- **Problem requirements**
Repeat each entry as written, dropping any picture you find.

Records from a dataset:
━━━━━━━━

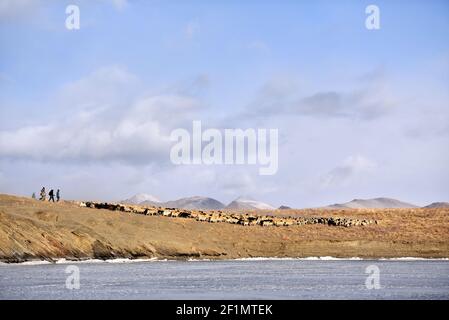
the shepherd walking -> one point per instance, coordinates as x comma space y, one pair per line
51, 196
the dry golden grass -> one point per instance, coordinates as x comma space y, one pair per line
31, 229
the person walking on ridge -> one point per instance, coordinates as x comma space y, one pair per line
51, 196
43, 194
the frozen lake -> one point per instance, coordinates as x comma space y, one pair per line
233, 279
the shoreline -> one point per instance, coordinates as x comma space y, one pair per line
64, 261
32, 230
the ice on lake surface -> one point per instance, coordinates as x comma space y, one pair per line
232, 279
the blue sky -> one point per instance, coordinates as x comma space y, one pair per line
230, 64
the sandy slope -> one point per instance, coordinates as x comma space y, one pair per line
30, 229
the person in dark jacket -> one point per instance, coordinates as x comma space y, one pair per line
51, 196
43, 194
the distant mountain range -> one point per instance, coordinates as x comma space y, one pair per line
141, 197
246, 203
438, 205
198, 203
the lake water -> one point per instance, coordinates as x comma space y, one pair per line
233, 279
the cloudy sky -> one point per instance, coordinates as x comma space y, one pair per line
361, 113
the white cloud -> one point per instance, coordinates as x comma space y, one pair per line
351, 168
98, 128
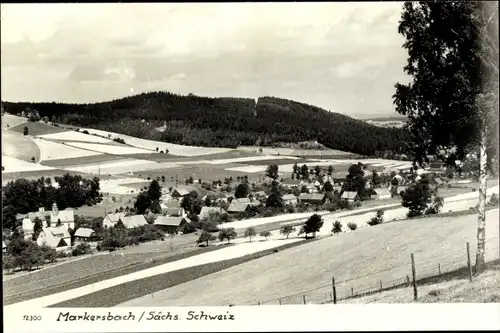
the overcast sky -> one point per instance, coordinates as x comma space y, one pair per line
345, 57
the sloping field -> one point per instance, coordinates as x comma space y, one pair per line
19, 146
213, 256
363, 258
53, 151
108, 149
121, 166
12, 164
75, 136
173, 149
39, 128
12, 121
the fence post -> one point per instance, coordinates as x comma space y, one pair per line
468, 262
414, 274
334, 291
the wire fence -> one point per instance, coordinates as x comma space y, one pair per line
454, 263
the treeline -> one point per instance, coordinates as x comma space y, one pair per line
23, 196
224, 122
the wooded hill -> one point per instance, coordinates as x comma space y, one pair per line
223, 122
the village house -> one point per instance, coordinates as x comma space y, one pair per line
171, 224
172, 208
57, 238
350, 196
111, 219
182, 191
134, 221
207, 211
290, 199
381, 194
84, 235
67, 217
312, 198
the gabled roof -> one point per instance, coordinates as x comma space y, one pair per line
289, 197
134, 221
183, 190
242, 200
170, 221
291, 182
238, 207
83, 232
205, 212
349, 195
63, 215
382, 191
114, 217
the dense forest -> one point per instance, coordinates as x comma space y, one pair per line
224, 122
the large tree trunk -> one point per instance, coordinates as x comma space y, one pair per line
481, 223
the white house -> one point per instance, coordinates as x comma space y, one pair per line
382, 194
57, 238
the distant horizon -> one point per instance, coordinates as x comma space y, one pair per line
346, 60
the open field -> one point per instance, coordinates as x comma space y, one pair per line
110, 265
53, 151
484, 288
75, 136
37, 128
173, 149
19, 146
363, 257
9, 121
81, 161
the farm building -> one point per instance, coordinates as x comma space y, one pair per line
84, 235
290, 199
206, 211
111, 219
172, 208
171, 224
67, 217
312, 198
381, 194
350, 196
182, 191
291, 183
57, 238
134, 221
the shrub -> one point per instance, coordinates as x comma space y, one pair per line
336, 227
378, 219
352, 225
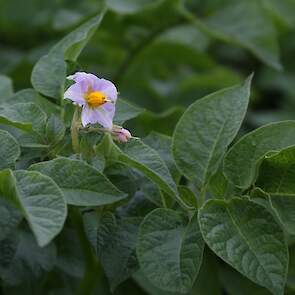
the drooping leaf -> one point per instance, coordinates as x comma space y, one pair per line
55, 130
25, 116
82, 184
205, 130
276, 178
246, 236
6, 88
138, 155
29, 262
10, 217
247, 24
38, 198
251, 148
9, 150
49, 73
125, 111
170, 249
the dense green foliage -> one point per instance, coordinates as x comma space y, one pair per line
201, 200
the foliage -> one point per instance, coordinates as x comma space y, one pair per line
201, 200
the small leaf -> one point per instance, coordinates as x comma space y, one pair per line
170, 249
276, 178
55, 130
241, 160
49, 73
6, 88
125, 111
25, 116
81, 183
9, 150
140, 156
38, 198
246, 236
253, 30
205, 130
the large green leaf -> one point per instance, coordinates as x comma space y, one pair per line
170, 249
247, 24
10, 217
6, 88
140, 156
205, 130
241, 160
115, 242
82, 184
276, 178
246, 236
25, 116
38, 198
9, 150
49, 74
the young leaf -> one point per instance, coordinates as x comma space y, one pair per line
140, 156
25, 116
38, 198
276, 178
81, 184
170, 249
125, 111
49, 73
253, 30
205, 130
246, 236
9, 150
241, 160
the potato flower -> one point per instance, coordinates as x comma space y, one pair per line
96, 96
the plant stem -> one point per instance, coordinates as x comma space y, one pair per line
92, 268
74, 131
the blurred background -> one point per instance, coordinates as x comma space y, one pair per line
163, 55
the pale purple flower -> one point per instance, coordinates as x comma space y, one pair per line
121, 134
96, 96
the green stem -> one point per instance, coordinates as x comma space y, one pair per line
74, 131
92, 268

━━━━━━━━

- **Answer section**
the shepherd walking -> one point per instance, coordinates as x comma space y, one pair per line
51, 196
the dry golden grass -> one point per instance, coordinates as x comma space y, one pair per line
31, 229
the person walking on ridge -> one point per instance, coordinates as x comma space y, one pair per line
51, 196
43, 194
the frozen lake -> one point per instance, coordinates as x comma space y, one pair per line
233, 279
the shoreline -> one point per instance, coordinates as x comma space y, one pair per line
64, 261
32, 230
the ice on lake surface -> one point per instance, coordinates as x comma space y, one pair per line
232, 279
the blue sky -> one point per instance, coordinates as x comma space y, one pair per line
230, 64
the sandy slope -> one point per instance, coordinates as x comma space y, one pair per line
30, 229
the person in dark jacket -> one point per instance, coordinates as x comma space y, one pair per line
51, 196
43, 194
the distant mountain range -> one point per instance, coordinates as x comma space y, one pair per line
141, 197
246, 203
438, 205
198, 203
the lake water -> one point per instance, coordinates as x comma space y, one pair per line
233, 279
the cloudy sky -> one point per instance, coordinates as x comma space y, one pair per line
361, 113
the white cloud -> one point per instance, coordinates as x comma space y, one pair per line
351, 168
98, 128
the overcast sky -> one point per instance, coordinates as x comma space y, one pair per line
345, 57
the sloping field -> one point per instance, coordinates as x comma space y, one pair per line
19, 146
213, 256
363, 258
53, 151
108, 149
121, 166
12, 164
75, 136
173, 149
39, 128
12, 121
the fence post -> one point per instance, coordinates as x comma space y, one pair per line
468, 262
414, 274
334, 291
the wire fence -> one point per instance, coordinates as x comma space y, one pair per line
454, 263
the treeline -> one point per instance, coordinates as x comma space y, one pair per line
23, 196
224, 122
the wooded hill -> one point per instance, coordinates as x comma space y, one pair per line
223, 122
the village house -> one point per instance, coordinates as x comma space y, one pair per line
171, 224
172, 208
57, 238
350, 196
111, 219
182, 191
134, 221
207, 211
290, 199
381, 194
84, 235
67, 217
312, 198
the gabled roof -> one point per instance, coordinates as x comma space y, one pair per line
289, 197
134, 221
183, 190
242, 200
170, 221
291, 182
238, 207
83, 232
205, 212
349, 195
63, 215
382, 191
114, 217
the dense forest -> one point per instance, coordinates as x comma space y, one pair per line
224, 122
the large tree trunk -> one point per instance, coordinates as x comma space y, one pair per line
481, 223
the white house -> one point per instance, coordinates as x comma space y, one pair per line
382, 194
57, 238
the distant horizon -> one point per instance, coordinates as x comma space y, one pair per line
346, 60
the open field -> one point per instance, coordinates as x comma space y, one pair per line
110, 265
53, 151
484, 288
75, 136
37, 128
173, 149
19, 146
363, 257
9, 121
81, 161
the farm building -> one point per instance, coordinates as x comma space y, one pair per line
84, 235
290, 199
206, 211
111, 219
172, 208
171, 224
67, 217
312, 198
381, 194
350, 196
182, 191
291, 183
57, 238
134, 221
the shrub -> one point per instance, coordinates as x comma space y, one pair per line
336, 227
378, 219
352, 225
the drooping leaf -> one point per instance, coordinates as x comma space y, one pair per line
55, 130
25, 116
82, 184
205, 130
276, 178
246, 236
6, 88
138, 155
29, 262
10, 217
247, 24
38, 198
251, 148
9, 150
49, 73
125, 111
170, 249
the dense green foliage -> one point per instance, coordinates as x comma space y, one pair per line
201, 200
the foliage -> one point per instance, coordinates as x comma space y, one pair per line
201, 200
the small leaf -> one point per instance, coordinates as x comma space y, one pair per line
170, 249
276, 178
55, 130
241, 160
49, 73
6, 88
125, 111
25, 116
81, 183
9, 150
140, 156
38, 198
246, 236
253, 30
205, 130
the large green leaf -> one point per instance, coordinates as x comma space y, one pair per line
170, 249
247, 24
10, 217
6, 88
140, 156
205, 130
241, 160
115, 242
82, 184
276, 178
246, 236
25, 116
38, 198
9, 150
49, 74
the young leaf -> one point per instance, coordinates as x comma space y, one pair per line
140, 156
25, 116
38, 198
276, 178
81, 184
170, 249
125, 111
49, 73
253, 30
205, 130
246, 236
9, 150
241, 160
the potato flower -> one point per instance, coordinates as x comma space y, one pair per line
96, 96
the plant stem -> one point per instance, coordinates as x comma space y, one pair per line
92, 268
74, 131
the blurred background -> one point per instance, coordinates as x comma space y, one pair per line
163, 55
the pale purple flower -> one point per instance, coordinates as x comma space y, one pair per line
121, 134
96, 96
the green stem -> one point per instance, coordinates as x comma space y, one pair per line
74, 131
92, 268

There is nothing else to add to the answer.